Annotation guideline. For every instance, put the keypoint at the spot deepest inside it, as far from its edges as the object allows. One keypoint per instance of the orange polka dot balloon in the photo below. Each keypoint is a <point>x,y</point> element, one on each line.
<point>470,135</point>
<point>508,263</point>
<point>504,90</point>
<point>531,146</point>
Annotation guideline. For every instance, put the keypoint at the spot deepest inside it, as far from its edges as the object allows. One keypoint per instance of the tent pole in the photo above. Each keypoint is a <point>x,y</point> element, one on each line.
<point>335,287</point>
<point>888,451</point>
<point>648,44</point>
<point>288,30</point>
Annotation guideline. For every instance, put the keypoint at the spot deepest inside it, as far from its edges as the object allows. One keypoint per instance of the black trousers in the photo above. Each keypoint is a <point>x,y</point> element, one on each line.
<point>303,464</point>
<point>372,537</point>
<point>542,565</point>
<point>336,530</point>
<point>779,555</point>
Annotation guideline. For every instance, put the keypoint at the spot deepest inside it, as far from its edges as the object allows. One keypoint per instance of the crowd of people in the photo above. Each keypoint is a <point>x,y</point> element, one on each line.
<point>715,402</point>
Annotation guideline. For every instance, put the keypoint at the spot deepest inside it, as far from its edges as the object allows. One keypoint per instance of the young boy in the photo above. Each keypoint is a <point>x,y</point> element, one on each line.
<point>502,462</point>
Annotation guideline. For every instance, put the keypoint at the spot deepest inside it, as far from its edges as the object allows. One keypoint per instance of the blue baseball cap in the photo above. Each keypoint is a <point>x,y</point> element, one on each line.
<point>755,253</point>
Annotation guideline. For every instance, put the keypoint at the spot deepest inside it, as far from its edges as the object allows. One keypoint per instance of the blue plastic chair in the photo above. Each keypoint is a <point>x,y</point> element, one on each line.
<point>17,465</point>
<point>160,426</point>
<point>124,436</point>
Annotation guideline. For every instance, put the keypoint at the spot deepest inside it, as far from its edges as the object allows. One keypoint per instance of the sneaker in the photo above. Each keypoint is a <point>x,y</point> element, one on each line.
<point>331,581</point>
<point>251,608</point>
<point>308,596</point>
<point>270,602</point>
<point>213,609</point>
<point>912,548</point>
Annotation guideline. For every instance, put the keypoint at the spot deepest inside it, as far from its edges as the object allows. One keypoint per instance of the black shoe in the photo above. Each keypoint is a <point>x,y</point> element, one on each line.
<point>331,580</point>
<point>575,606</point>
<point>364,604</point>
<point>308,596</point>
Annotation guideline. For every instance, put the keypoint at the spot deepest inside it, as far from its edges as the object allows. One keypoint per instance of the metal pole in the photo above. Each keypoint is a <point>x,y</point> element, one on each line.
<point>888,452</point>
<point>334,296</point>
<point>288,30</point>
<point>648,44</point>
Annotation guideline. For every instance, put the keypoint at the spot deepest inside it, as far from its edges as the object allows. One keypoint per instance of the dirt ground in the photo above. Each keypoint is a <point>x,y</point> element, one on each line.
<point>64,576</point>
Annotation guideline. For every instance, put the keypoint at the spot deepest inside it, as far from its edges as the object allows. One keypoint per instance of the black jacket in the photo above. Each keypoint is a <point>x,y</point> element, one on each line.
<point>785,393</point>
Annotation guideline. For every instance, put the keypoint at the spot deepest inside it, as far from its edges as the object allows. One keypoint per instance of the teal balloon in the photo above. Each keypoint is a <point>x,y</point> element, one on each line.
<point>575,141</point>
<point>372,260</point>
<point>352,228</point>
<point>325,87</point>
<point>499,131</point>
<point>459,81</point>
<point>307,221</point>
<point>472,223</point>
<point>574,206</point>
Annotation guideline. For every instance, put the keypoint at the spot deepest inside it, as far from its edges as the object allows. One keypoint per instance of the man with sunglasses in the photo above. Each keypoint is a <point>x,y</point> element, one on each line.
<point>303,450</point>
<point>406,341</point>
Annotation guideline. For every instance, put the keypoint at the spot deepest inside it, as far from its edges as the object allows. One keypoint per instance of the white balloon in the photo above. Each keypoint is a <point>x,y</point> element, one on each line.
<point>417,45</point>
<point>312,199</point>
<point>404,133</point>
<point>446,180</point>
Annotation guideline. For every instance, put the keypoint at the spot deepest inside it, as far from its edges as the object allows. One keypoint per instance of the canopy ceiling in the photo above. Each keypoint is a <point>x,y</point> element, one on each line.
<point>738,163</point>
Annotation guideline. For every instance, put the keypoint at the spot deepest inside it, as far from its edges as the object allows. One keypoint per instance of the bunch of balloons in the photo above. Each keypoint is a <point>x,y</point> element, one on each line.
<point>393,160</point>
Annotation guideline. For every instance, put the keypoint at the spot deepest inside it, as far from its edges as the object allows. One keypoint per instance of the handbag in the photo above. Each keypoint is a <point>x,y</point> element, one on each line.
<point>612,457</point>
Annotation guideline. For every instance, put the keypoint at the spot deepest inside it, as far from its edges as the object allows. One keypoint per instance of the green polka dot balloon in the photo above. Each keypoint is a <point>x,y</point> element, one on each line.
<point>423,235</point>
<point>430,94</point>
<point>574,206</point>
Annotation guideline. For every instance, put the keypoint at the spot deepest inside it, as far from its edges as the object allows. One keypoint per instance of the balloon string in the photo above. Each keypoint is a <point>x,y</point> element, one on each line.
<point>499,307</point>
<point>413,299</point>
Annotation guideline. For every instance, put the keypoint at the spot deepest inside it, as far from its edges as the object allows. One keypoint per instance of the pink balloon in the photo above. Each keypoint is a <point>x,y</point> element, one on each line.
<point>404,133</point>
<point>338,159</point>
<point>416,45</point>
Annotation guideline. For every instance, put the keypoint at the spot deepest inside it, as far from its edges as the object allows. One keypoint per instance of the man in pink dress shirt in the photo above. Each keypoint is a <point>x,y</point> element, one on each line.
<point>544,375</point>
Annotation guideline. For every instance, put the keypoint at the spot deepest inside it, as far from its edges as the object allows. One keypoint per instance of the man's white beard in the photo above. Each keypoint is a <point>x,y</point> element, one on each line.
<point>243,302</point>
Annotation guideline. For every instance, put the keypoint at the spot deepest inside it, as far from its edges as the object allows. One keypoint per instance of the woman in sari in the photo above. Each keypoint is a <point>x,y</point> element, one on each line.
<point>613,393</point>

> _WORK REQUIRED_:
Return the listing verbatim.

> _THE COMPLETED TASK_:
Annotation guideline. For every instance, put the keypoint at the spot deepest inside it, as far from its edges as the object allows. One keypoint per instance of the orange polka dot balloon in the photo below. Each keypoint is a <point>x,y</point> element, one on each line.
<point>470,135</point>
<point>508,263</point>
<point>504,90</point>
<point>531,146</point>
Annotation guideline. For every instance, put the keypoint at the spot deepest inside it, as far from its edges as the object allows. One keypoint per instance of the tent pole in the photo above. Each keypoint is a <point>x,y</point> element, one on each line.
<point>335,287</point>
<point>888,451</point>
<point>648,44</point>
<point>288,30</point>
Annotation guideline. For every instance, put the keypoint at the spot deepest inside it, as far from its edges as the object allows. One keypoint per instance of the black trousers in the photo above. Each keypoint is a <point>x,y</point> element, one on each line.
<point>303,464</point>
<point>372,537</point>
<point>542,565</point>
<point>336,530</point>
<point>779,555</point>
Annotation guideline. For every instance, put the keypoint at the spot deepest inside it, as far from its edges as the object allows. One keypoint per instance of the crowd of people in the photo above. Each keypoint is a <point>x,y</point> element, one on each line.
<point>715,402</point>
Annotation guideline. For every instance, put the keypoint at the spot deepest inside it, as far from its edges as the object allows. One keypoint per instance of the young boy in the photo above. Each keypoint is a <point>x,y</point> element, one on each line.
<point>502,462</point>
Annotation guideline. For every instance, put the keypoint at the spot deepest inside it, as far from its edges as the object allows. One keypoint per instance of the blue baseball cap in the photo above. Each keypoint is a <point>x,y</point> element, one on each line.
<point>755,253</point>
Annotation guideline. For every instance, put the keypoint at the spot deepest inside it, as far from its edges as the object allows. One keypoint per instance of the blue plastic chair in the photo above. Each keypoint is a <point>x,y</point> element, one on each line.
<point>17,465</point>
<point>160,426</point>
<point>124,436</point>
Annotation guideline. For every instance, put the keypoint at the spot deepest inside it, as far from its edges as the object allows. One keypoint per instance of the sneaker in the photo above. Each keypoint is a <point>x,y</point> element, one on each line.
<point>331,581</point>
<point>251,608</point>
<point>308,596</point>
<point>270,602</point>
<point>213,609</point>
<point>912,548</point>
Annotation guideline. For every instance, put the keypoint at the spot deepest inside it, as far from its edges as the object allows. One keypoint per instance of the black shoe in the photo above. Each keypoint is a <point>x,y</point> element, one on each line.
<point>331,580</point>
<point>575,606</point>
<point>364,604</point>
<point>308,596</point>
Annotation guideline. For every instance, put the keypoint at the spot deepest inside it, as far from its edges as the object allows. One keypoint per instance of the metal pole in the photo above. Each keypoint is a <point>x,y</point> element, one on each line.
<point>888,452</point>
<point>334,296</point>
<point>288,30</point>
<point>648,44</point>
Annotation guideline. For every instance, put the keypoint at the spot deepest inside it, as far from its edges as the object allows. One keypoint per instance of the dirt ground in the photo above. Each keypoint is a <point>x,y</point> element, one on each line.
<point>64,576</point>
Annotation guideline. For every instance, put the keypoint at the spot deepest inside it, as far from its edges as the object allows. One keypoint per instance of the black jacket in the photo above. Each keypoint is a <point>x,y</point> element, one on each line.
<point>785,393</point>
Annotation guideline. For every instance, put the keypoint at the spot deepest inside it, as far from its edges as the object allows. One keypoint per instance of the teal balloon in the photo above. Each keypoint is a <point>x,y</point> element, one on each line.
<point>575,141</point>
<point>372,260</point>
<point>352,228</point>
<point>325,87</point>
<point>499,131</point>
<point>459,81</point>
<point>307,221</point>
<point>472,223</point>
<point>574,206</point>
Annotation guideline. For every instance, put the keypoint at the spot deepest inside it, as far from its edges as the object allows. One keypoint per instance of the man with sunglasses in the photo above. Each keypoint is a <point>x,y</point> element, one on each line.
<point>303,450</point>
<point>406,341</point>
Annotation guideline. For every instance, put the keypoint at the spot deepest inside it, as far from its edges as the object allows. One keypoint per instance of the white balloon in the photo above. Each keypoint is a <point>x,y</point> element, one on each line.
<point>417,45</point>
<point>312,199</point>
<point>404,133</point>
<point>446,180</point>
Annotation guideline. For every instance, put the keypoint at the spot deepest inside it, as far from its edges as the object allows. One keypoint per instance of the canopy ceiling in the photo above. Each keypoint is a <point>x,y</point> element, one on each line.
<point>738,163</point>
Annotation guideline. For every instance, put the keypoint at the spot deepest inside it, as far from its edges as the object allows. One keypoint per instance of the bunch of balloons in the photo above. Each keypoint is a <point>x,y</point> element, one on each line.
<point>393,160</point>
Annotation guideline. For every instance, put the keypoint at the spot deepest inside it, as far from its edges as the object allows. One keypoint per instance of the handbag in the photo above. Each keypoint is a <point>x,y</point> element, one on each line.
<point>612,457</point>
Annotation guideline. For every instance, put the keypoint at the spot deepest inside it, as far from its edges as the object allows. One keypoint per instance of the green polka dot balloon in the photo above. Each keypoint is a <point>x,y</point> element, one on each line.
<point>423,235</point>
<point>430,94</point>
<point>574,206</point>
Annotation guideline. For every instance, put the keypoint at the spot deepest inside it, as far from its edges as the object allows. One keypoint per instance of the balloon string in the photo above. Each keypoint is a <point>x,y</point> element, one on each line.
<point>499,307</point>
<point>413,299</point>
Annotation guideline. For every instance, put the keypoint at the spot deepest inside it, as far from its edges as the object allows. One keypoint per instance of the pink balloon in the photo above. Each keypoint is a <point>x,y</point> element, one on each line.
<point>404,133</point>
<point>338,159</point>
<point>416,45</point>
Annotation guideline. For every instance, put the keypoint at the spot deepest inside it, as far from its edges as the object allows. One keypoint per instance of the man in pink dress shirt in the photo above. Each keypoint is a <point>x,y</point> element, one on each line.
<point>544,375</point>
Annotation guideline. For every instance, put the keypoint at the spot deepest inside it, as far from its edges as the object allows. One keypoint per instance of the man's white beard in the photo above. Each keypoint is a <point>x,y</point> element, one on each line.
<point>243,302</point>
Annotation guideline. For every instance, put the keypoint at the spot deepest inside it, as far from its edges as the object allows. One keypoint per instance of the woman in sari in the photo above. Each keypoint is a <point>x,y</point> element, one on each line.
<point>613,393</point>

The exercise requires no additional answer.